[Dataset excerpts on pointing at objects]
%%
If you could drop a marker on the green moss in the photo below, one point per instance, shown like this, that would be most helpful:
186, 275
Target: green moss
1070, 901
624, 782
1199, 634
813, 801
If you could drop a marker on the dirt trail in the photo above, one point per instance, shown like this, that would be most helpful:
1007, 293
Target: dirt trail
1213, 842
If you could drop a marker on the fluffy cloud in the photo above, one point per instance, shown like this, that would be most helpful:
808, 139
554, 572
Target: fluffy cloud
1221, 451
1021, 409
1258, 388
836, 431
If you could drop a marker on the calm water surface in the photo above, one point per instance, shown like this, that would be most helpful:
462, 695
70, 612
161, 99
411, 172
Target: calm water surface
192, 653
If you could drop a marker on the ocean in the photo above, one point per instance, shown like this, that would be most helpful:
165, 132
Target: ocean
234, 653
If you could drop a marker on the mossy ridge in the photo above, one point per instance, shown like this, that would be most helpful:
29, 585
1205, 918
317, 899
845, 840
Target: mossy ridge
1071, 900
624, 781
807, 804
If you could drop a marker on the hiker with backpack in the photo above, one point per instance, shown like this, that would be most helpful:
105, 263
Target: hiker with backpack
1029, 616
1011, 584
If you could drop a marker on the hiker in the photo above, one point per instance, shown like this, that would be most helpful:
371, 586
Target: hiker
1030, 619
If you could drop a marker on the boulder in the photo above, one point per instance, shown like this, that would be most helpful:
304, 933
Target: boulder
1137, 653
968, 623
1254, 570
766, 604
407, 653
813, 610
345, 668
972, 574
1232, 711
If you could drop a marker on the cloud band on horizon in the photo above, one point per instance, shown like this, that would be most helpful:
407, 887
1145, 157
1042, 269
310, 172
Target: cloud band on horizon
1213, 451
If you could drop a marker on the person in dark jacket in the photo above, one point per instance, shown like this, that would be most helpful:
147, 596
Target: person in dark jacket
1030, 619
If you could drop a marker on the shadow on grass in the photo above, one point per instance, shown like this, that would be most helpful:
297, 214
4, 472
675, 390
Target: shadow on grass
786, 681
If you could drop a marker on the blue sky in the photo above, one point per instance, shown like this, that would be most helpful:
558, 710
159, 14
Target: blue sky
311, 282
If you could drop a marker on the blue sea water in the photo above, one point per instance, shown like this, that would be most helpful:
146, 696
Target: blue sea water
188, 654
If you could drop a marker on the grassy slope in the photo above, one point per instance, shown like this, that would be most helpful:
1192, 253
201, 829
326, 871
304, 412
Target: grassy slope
%%
» **PROBLEM DETAILS**
Please copy every line above word for word, with nothing changed.

» **ANSWER**
If you could drop a marker on the green moss in the photo below, one point per instance, shown like this, that would be most helpful:
186, 275
Target: green moss
1070, 901
624, 782
1199, 634
813, 801
If you could drop a marker on the dirt trail in the photo above, one point per instance, shown like this, that would be most helpful:
1007, 293
Target: dirt trail
1213, 842
If you could drop a marker on the fluffy cloud in the photo above, one point per instance, shown like this, that would be most helpful:
808, 139
554, 572
Target: fluffy cloud
1221, 451
1021, 409
1258, 388
836, 431
If you could drop a marker on the calm water surface in the photo above, one point per instance, shown like this, that would be most helpful:
462, 695
70, 612
161, 99
411, 172
Target: calm water surface
192, 653
If you could drop a marker on the ocean in the photo above, one point per instance, shown like this, that would be most helpful:
165, 132
Target: ocean
234, 653
If you could drop a marker on the mossy ridge in the photo above, one point per instance, shown like this, that would be most helpful:
29, 585
1205, 918
317, 899
845, 840
Target: mossy ridge
1071, 900
624, 781
807, 804
If you could drop a marker on the hiker with backpack in the photo above, one point per instance, shown like this, that would be most helpful:
105, 263
Target: hiker with backpack
1029, 616
1011, 584
If you could drop a marker on the hiker in the photo above, one point per instance, shown like this, that would be most helpful:
371, 586
Target: hiker
1030, 619
If you could drop a marker on the boulder in the photo above, one point per instance, shown like this, that would be most helpful:
304, 933
Target: boulder
1137, 653
968, 623
1254, 570
766, 604
407, 653
813, 610
345, 668
972, 574
1232, 711
If you could drop a marker on the cloud band on horizon in the photo above, one point per instance, shown like this, that would be most helpful:
407, 887
1145, 157
1042, 269
310, 172
Target: cloud band on horizon
1213, 451
If you could drop a marker on the person in dark jacket in the photo above, one point per instance, shown like this, that would be most helpful:
147, 596
Target: person in dark jacket
1030, 619
If you could drop a marker on the shadow on grass in the photo above, one point per instance, shown like this, that would be most helpful:
297, 214
4, 472
675, 390
Target: shadow on grass
786, 681
If you could drop a marker on the blue sky in the photo above, one point per instance, shown like this, that would be most helpful:
558, 710
159, 14
Target: blue sky
311, 282
If you could drop a marker on the blue sea water in the photo above, one point per instance, shown like this, that would be most helpful:
146, 696
Target: blue sea water
188, 654
If you could drop a marker on the grassy slope in the photo above, one point per instance, shown like this, that would be most helpful:
1192, 253
201, 829
326, 871
304, 412
Target: grassy slope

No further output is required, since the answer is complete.